* Source extract *
--- START ---

Courtney White: Hi everyone. I am Courtney White, and this is Jackson Walker Fast Takes. I asked my colleague, Travis Wussow, a partner in our Austin office, to talk about the US, Supreme Court, overturning Chevron USA v. the Natural Resources Defense Council. Travis, welcome to the podcast.

Travis Wussow: Thanks for having me, Courtney. It’s a great honor to be with you.

Courtney White: So Travis, I’d just love if you could tell us a little bit more about your practice and your previous work experience.

Travis Wussow: Yeah, sure. I’m a partner in the Austin office. I’ve recently rejoined the firm I started out my career with Jackson Walker. Many, years ago. I’ll decline to say how many. But the last few years, kind of in the in the time in between my two Jackson Walker stints, I’ve worked in public policy and advocacy, I would say broadly, I’m a regulatory and administrative lawyer. But the last few years I’ve been in DC. I just recently repatriated back to the great state of Texas, and I’m very excited to be back home.

Courtney White: Of course you did, because Texas is great, right?

Travis Wussow: It’s good. It’s good to be out of the swamp, that’s for sure.

Courtney White: Well, Travis, with that experience, I’d love to get your perspective on the history of the Chevron USA decision and how it impacted federal regulation.

Travis Wussow: Sure. So Chevron, USA v. the Natural Resources Defense Council, is really one of the most important cases in administrative law. It’s a case that was decided almost, well exactly four decades ago, in 1984 and what the case dealt with was the agency. This was during the Reagan administration, the Environmental Protection Agency’s definition of the statutory term stationary source, EPA had issued a rule in that or interpreting that, that term stationary source to mean that, that basically, the agency could consider all of the sort of processes within a particular industrial grouping, they could put a quote, unquote bubble around it and treat all of those processes as a single stationary source. And NRDC had sued EPA saying, no, no, this is too permissive. This is too generous towards industry. What EPA needs to do, actually, is require each of those individual emitting points to get their own permit each they each need to be considered a stationary source on their own.

And sort of the political backdrop of all of this is that during this time the DC Circuit had been, it had sort of a leftward bent to it, and had been siding with environmental groups on a number of different cases over the years. And so interestingly, the this case, Chevron USA, that was just overturned by the conservative majority on the Supreme Court, was actually written by Justice Scalia. And what Justice Scalia’s rationale behind this case was to say, you know, these agencies have sort of a special technical expertise around the statutes that they’re interpreting, and rather than have an activist, quote, unquote court get involved with telling an agency how it should interpret its own statutes, the court should defer to the interpretation of the agency.

Courtney White: Which to me, seems logical, by the way.

Travis Wussow: Yeah, I think it. I think it does make sense. And, you know, and it should be noted that over, you know, over the years, the court has ruled on Chevron a number of different ways. It has limited its effect. It’s provided a bunch of caveats to it. And it was originally articulated as a two-step process. There now is a step zero and maybe a step 0.5, so what was created in the aftermath of Chevron was a very complicated body of law that dealt with statutory interpretation. And so because the current majority, or at least the current conservative majority on the on the Supreme Court, has a bit more textual bent to it, in some ways, it’s not surprising that their bias took them where they took with Loper Bright, which was to overrule Chevron and say no actually questions of statutory interpretation, answering the question, what does a phrase mean, or what does a word mean? Actually lies within the special province of the judiciary, not the agency. And the court in Loper Bright was careful to say, you know, it isn’t as though what agencies have to say doesn’t matter. An agency can provide its gloss. It can it can provide its opinion about what a statute means, and the court should consider that when sort of dealing with an ambiguous statute or dealing with a question of statutory interpretation. But what Chevron said was that the judiciary was bound to defer to the federal agency when there was a question of an ambiguous statute. And it was, it was that sort of binding deference that was overturned in Loper Bright.

--- END ---

* List of tasks *
• A. According to the transcript, why did Justice Scalia hold that courts should defer to an agency's reading of a statute?
• B. Output the stretch of the transcript from "And sort of" through "of the agency.", copied word for word.

* Information supplied *
--- START ---

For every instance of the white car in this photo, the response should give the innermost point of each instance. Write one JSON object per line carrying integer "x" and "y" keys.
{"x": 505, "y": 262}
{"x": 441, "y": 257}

--- END ---

* Responses to the tasks *
• A. Scalia reasoned that agencies have a special technical expertise in the statutes they interpret. Rather than have an "activist" court tell an agency how to interpret its own statutes, the court should defer to the agency's interpretation.

• B.
And sort of the political backdrop of all of this is that during this time the DC Circuit had been, it had sort of a leftward bent to it, and had been siding with environmental groups on a number of different cases over the years. And so interestingly, the this case, Chevron USA, that was just overturned by the conservative majority on the Supreme Court, was actually written by Justice Scalia. And what Justice Scalia’s rationale behind this case was to say, you know, these agencies have sort of a special technical expertise around the statutes that they’re interpreting, and rather than have an activist, quote, unquote court get involved with telling an agency how it should interpret its own statutes, the court should defer to the interpretation of the agency.